[Stored data entries]
** START **
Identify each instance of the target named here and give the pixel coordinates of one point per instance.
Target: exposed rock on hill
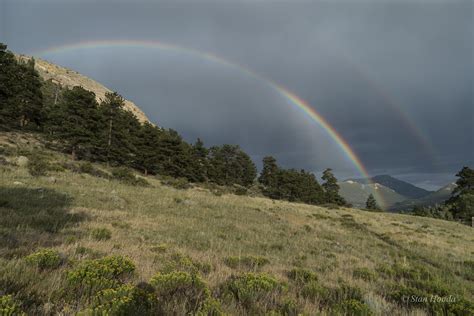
(70, 78)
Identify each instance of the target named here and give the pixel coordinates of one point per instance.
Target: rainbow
(287, 94)
(390, 103)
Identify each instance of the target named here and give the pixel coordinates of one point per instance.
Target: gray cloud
(359, 63)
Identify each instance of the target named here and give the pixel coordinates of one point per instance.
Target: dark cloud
(395, 78)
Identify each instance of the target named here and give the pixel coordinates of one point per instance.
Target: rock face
(22, 161)
(70, 78)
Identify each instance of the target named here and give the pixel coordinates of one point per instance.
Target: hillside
(431, 199)
(357, 193)
(408, 190)
(70, 78)
(204, 250)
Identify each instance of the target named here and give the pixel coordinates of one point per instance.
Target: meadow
(78, 241)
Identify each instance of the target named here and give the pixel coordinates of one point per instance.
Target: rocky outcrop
(70, 78)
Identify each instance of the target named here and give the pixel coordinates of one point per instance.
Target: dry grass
(151, 224)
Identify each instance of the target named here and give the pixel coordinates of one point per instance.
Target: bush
(38, 166)
(251, 290)
(8, 306)
(353, 307)
(126, 176)
(314, 291)
(180, 262)
(123, 300)
(246, 262)
(302, 276)
(210, 307)
(94, 275)
(177, 183)
(45, 259)
(179, 289)
(88, 168)
(364, 274)
(101, 234)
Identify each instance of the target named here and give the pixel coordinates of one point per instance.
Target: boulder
** END **
Copy every row above word for word, leaving out the pictures.

#### RESPONSE TO THE TASK:
Identify each instance of the target named here and give the pixel coordinates of one point per instance.
Target: exposed rock on hill
(70, 78)
Identify each instance of the target named here and give the pixel coordinates of one point per instance.
Target: rainbow
(287, 94)
(390, 103)
Identify each instance of the target named here and give the pixel coordinates of one point per instance.
Target: gray cloud
(359, 63)
Identify each instance of the target named here and give the pixel coordinates of one point per instance.
Target: dark cloud
(395, 78)
Identify each instance of the target named here and give the pixel coordinates of one point per instance.
Target: rock face
(22, 161)
(70, 78)
Identify each instance of the target named here and give the pixel coordinates of one point per instance.
Target: hillside
(431, 199)
(357, 193)
(408, 190)
(70, 78)
(204, 250)
Identify each instance of the target named here and give the pixel coordinates of one point per instance.
Target: meadow
(78, 241)
Identify each instance of the target named here and give the pixel coordinates of one point per instance.
Target: rocky outcrop
(70, 78)
Identify each instance of the target named here and give the pixel coordinates of one point per instance.
Target: dry grass
(151, 224)
Identify each instance of the target named here and give the pixel coordinates of one point per instance.
Target: bush
(38, 166)
(251, 290)
(8, 306)
(353, 307)
(126, 176)
(314, 291)
(180, 262)
(123, 300)
(246, 262)
(302, 276)
(210, 307)
(94, 275)
(177, 183)
(45, 259)
(179, 289)
(88, 168)
(364, 274)
(101, 234)
Identify each instance of the target named here and give the pixel coordinates of one point per instance.
Target: boulder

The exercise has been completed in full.